── Extract to read

In-Depth
Unveiling the Influencer
A new Microsoft program aims to pull those partners that influence sales of Microsoft software out of the shadow of the Large Account Resellers who close all the deals.
- By Scott Bekker
- May 01, 2007
A few years ago, executives at SoftwareONE Inc. had an idea for growing their New Berlin, Wis.-based business and Microsoft's at the same time. But to work, the idea would require Microsoft to make some exceptions to its partner program.
The problem that executives at SoftwareONE -- like most Value Added Resellers (VARs) who sell into enterprise accounts -- faced when asking for favors from Microsoft was this: Because they had to funnel their enterprise licensing deals through Large Account Resellers (LARs), neither they nor Microsoft knew exactly how much Microsoft revenue SoftwareONE influenced. The system itself prevented Microsoft from knowing whether SoftwareONE itself was a significant enough player to merit special treatment.
Over the years, Microsoft has never really addressed that influence issue despite recurring calls from channel partners for the company to do something about it. Many partners selling into midmarket and enterprise accounts still have no way to demonstrate to their Microsoft partner account managers (PAMs) and Microsoft product groups that their efforts are driving significant business to Redmond. But that's about to change. Right now, Microsoft is rolling out a new initiative called the U.S. Partner Revenue Influence Program, designed specifically to recognize such contributions. The program is partially modeled after the workaround that SoftwareONE came up with five years ago.
The LAR Structure
Among the most surprising things that Microsoft channel newcomers learn is that most partners don't actually sell Microsoft software to their customers (see "A Shallow Dive into Microsoft's Channel"). For smaller customers, partners typically refer the customer to retail stores such as Best Buy, OEMs like Dell or direct market resellers like CDW Corp. With larger customers, solutions providers must rely on a tiny group of uber partners called Large Account Resellers (LARs), who actually handle selling the Microsoft licenses to end-user customers.
Those LARs tend to be experts on Microsoft licensing and can close orders quickly. The arrangement makes sense from Microsoft's perspective because the software giant can more easily train one or two dozen LARs in each geographical area (the United States currently has 18 LARs), and be confident that those companies are thoroughly familiar with Microsoft's complex licensing rules. It's also simpler for Microsoft to collect licensing checks from, say, 18 partners in the United States, rather than from 10,000 individual solutions providers.

────

(Short task 1):
From the article on Microsoft's partner influence program, list every abbreviation given in parentheses along with the full term it stands for.
(Short task 2):
Rewrite the article on Microsoft's partner influence program from "The LAR Structure" up to and including "to end-user customers.", putting "elite partners" in place of "uber partners".
(Short task 3):
According to the article on Microsoft's partner influence program, how many Large Account Resellers does the United States currently have?

── Data listing

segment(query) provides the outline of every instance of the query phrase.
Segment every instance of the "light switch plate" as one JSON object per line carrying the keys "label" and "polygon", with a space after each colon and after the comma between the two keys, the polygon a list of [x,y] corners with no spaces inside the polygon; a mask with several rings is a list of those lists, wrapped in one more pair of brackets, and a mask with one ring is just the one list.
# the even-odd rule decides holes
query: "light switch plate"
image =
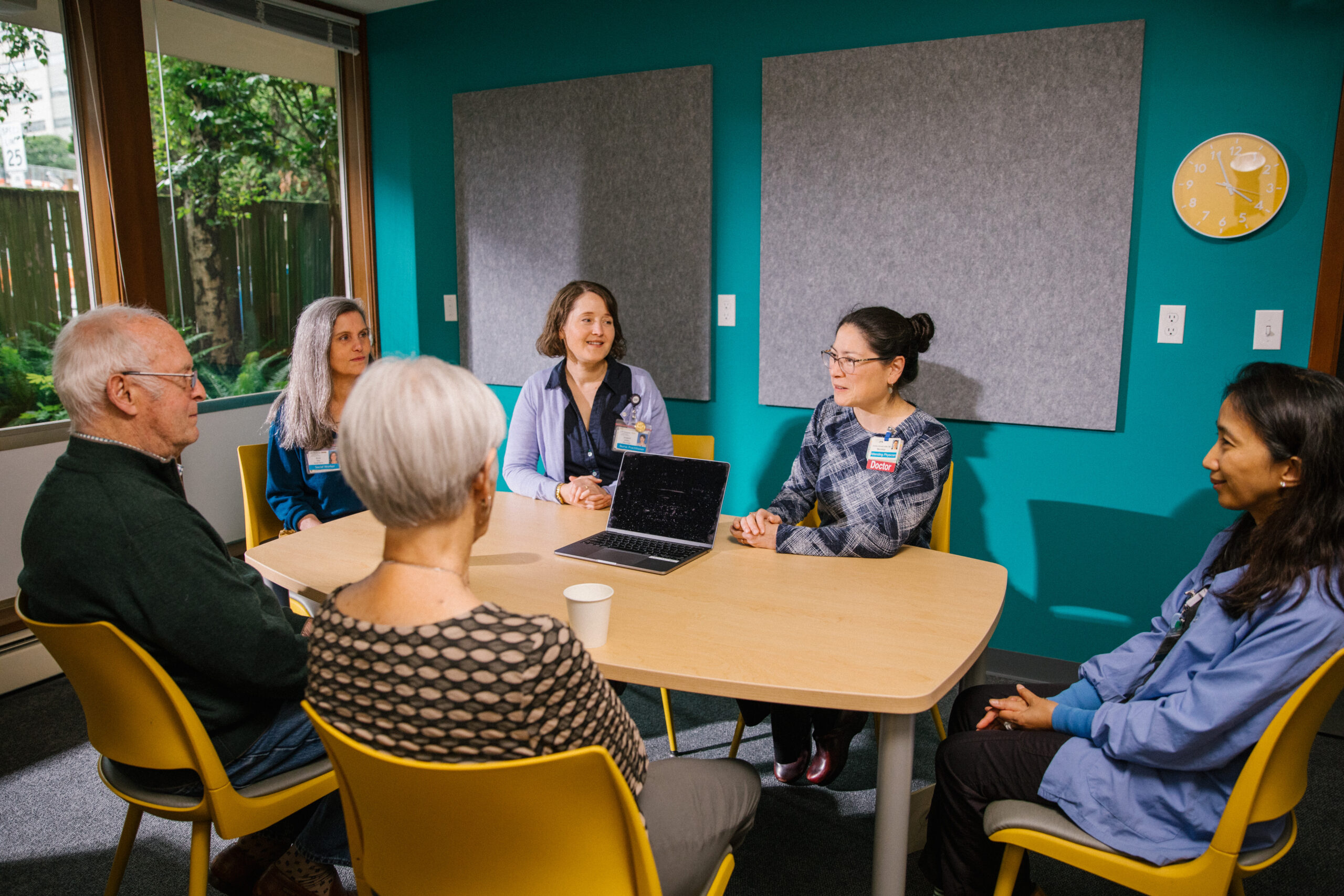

────

(Exercise solution 1):
Value Added Resellers (VARs)
Large Account Resellers (LARs)
partner account managers (PAMs)

(Exercise solution 2):
The LAR Structure
Among the most surprising things that Microsoft channel newcomers learn is that most partners don't actually sell Microsoft software to their customers (see "A Shallow Dive into Microsoft's Channel"). For smaller customers, partners typically refer the customer to retail stores such as Best Buy, OEMs like Dell or direct market resellers like CDW Corp. With larger customers, solutions providers must rely on a tiny group of elite partners called Large Account Resellers (LARs), who actually handle selling the Microsoft licenses to end-user customers.

(Exercise solution 3):
18